**EXERCICES À FAIRE:**
(1) Réécrivez sous forme de liste le paragraphe de l'article sur Georges Kiejman qui commence par « Après son diplôme d'études supérieures », en gardant ses faits principaux.
(2) D'après l'article sur Georges Kiejman, où et quand est-il né ?
(3) Relevez tous les postes de ministre que Georges Kiejman a occupés selon l'article sur Georges Kiejman.

═════ EXTRAIT DU DOCUMENT ═════

L'avocat et ancien ministre Georges Kiejman est mort ce mardi à l'âge de 90 ans, a appris l'AFP auprès de son cabinet. "C’était un homme d’engagement total, un homme qui a vécu intensément de manière incandescente, probablement comme une revanche sur son enfance. Son père a été déporté à Auschwitz, il vient d’un milieu d’un extrême dénuement, et il s’est élevé par la force de son intelligence, de sa culture, de son élégance. Il a brillé évidemment dans les salles d’audience dans lesquelles il parvenait à l’éloquence au prix d’un travail forcené", a déclaré sur Europe 1 Me Richard Malka, en réaction à la nouvelle de sa mort.
"Il a été un modèle, un grand homme"
"Il élevait aussi tous ceux qui l’entouraient parce qu’il leur transmettait son énergie, son intelligence, son ambition à l’égard de lui-même d’abord. Il a été un modèle, un grand homme, il n’y en a pas tant que ça. Ceux qui lui sont proches sont anéantis aujourd’hui. C’est une petite voix qui restera dans nos esprits, pour nous guider sur le chemin de l’humanité, de la nuance, de l’engagement, de la passion", a ajouté Me Richard Malka.
Homme de gauche et de culture proche de Pierre Mendès-France et François Mitterrand, Georges Kiejman a été pendant plus d'un demi-siècle une brillante figure du barreau associée à de retentissantes affaires judiciaires. Né à Paris le 12 août 1932, il est le fils d'un artisan mort en déportation (il se disait d'ailleurs "Juif de la diaspora et berrichon"). Jeune homme pauvre, il fait ses études secondaires à Saint-Amand-Montrond (Cher).
Après son diplôme d'études supérieures de droit public, il est avocat à la cour d'appel de Paris dès 1954 et devient deuxième secrétaire de la Conférence du stage. Au civil, où sa causticité le rend redoutable, il est spécialiste des affaires de propriété littéraire, d'édition, de cinéma, de presse. Il a été notamment l'avocat des éditions Gallimard de longues années comme celui de Gaston Defferre, Simone Signoret, Eugène Ionesco ou Roland Barthes.
Des clients "atypiques"
Au pénal, il se plaisait à dire que ses clients étaient "atypiques". Georges Kiejman a ainsi défendu le militant d'extrême gauche Pierre Goldman, acquitté du double meurtre des pharmaciennes du boulevard Richard-Lenoir à l'issue de son second procès en 1976. Il avait aussi représenté les intérêts des Etats-Unis lors du procès de Georges Ibrahim Abdallah, le chef présumé des Fractions Armées révolutionnaires libanaises (FARL), condamné à perpétuité pour les attentats proche-orientaux à Paris en 1986.
Il a défendu également les autonomes italiens, les Cahiers du cinéma, la Nouvelle Vague, Robert de Niro, le préfet Yves Bonnet, la famille de Malik Oussekine, l'étudiant tué en marge des manifestations contre les lois Devaquet en 1986, les enfants du général Oufkir détenus au Maroc, les époux Aubrac, Charlie Hebdo…
En mai 1991, ce dandy devient ministre délégué à la Communication, après un passage de six mois comme ministre délégué auprès du garde des Sceaux. Il est ministre délégué à la Coopération internationale et au Développement entre 1992 et 1993. En 2011, cet homme de gauche avait défendu Jacques Chirac dans le procès des emplois fictifs à la Mairie de Paris. Marié à l'actrice Marie-France Pisier puis, depuis 1983, à la journaliste Laure de Broglie, il avait publié en 2021 "L'Homme qui voulait être aimé" (Grasset) avec Vanessa Schneider.

═════ DONNÉES D'ENTRÉE ═════

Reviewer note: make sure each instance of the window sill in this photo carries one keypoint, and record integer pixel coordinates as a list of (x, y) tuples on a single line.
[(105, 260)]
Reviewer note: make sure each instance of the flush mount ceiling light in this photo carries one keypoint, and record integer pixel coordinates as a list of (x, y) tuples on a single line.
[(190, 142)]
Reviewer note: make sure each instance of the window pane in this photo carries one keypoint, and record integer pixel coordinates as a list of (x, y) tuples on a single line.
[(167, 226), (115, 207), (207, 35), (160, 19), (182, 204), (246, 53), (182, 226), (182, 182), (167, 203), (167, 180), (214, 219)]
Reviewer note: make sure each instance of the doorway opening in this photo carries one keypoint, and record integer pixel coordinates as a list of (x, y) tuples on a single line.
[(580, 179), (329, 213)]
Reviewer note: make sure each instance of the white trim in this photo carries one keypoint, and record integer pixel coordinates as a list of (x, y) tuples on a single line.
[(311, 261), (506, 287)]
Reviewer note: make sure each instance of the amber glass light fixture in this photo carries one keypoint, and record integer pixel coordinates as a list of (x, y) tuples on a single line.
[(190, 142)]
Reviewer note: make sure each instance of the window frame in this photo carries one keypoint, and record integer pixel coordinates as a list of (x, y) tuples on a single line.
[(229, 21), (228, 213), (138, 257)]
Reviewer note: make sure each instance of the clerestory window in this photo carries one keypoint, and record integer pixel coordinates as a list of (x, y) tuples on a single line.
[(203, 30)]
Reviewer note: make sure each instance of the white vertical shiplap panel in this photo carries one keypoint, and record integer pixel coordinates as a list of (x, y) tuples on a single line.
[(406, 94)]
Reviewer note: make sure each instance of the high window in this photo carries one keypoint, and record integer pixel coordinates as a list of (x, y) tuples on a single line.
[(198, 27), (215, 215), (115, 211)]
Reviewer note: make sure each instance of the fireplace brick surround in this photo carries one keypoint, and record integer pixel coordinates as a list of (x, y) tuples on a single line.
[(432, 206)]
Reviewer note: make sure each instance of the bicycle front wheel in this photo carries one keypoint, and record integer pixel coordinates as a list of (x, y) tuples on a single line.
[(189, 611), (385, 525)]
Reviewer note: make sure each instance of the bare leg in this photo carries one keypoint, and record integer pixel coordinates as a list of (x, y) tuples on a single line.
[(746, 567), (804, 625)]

═════

**CORRIGÉS DES EXERCICES:**
(1)
- Diplôme d'études supérieures de droit public.
- Avocat à la cour d'appel de Paris dès 1954, puis deuxième secrétaire de la Conférence du stage.
- Au civil, redoutable par sa causticité, spécialiste de la propriété littéraire, de l'édition, du cinéma et de la presse.
- Avocat des éditions Gallimard pendant de longues années.
- Avocat de Gaston Defferre, Simone Signoret, Eugène Ionesco et Roland Barthes.

(2) À Paris, le 12 août 1932.

(3)
- Ministre délégué auprès du garde des Sceaux
- Ministre délégué à la Communication
- Ministre délégué à la Coopération internationale et au Développement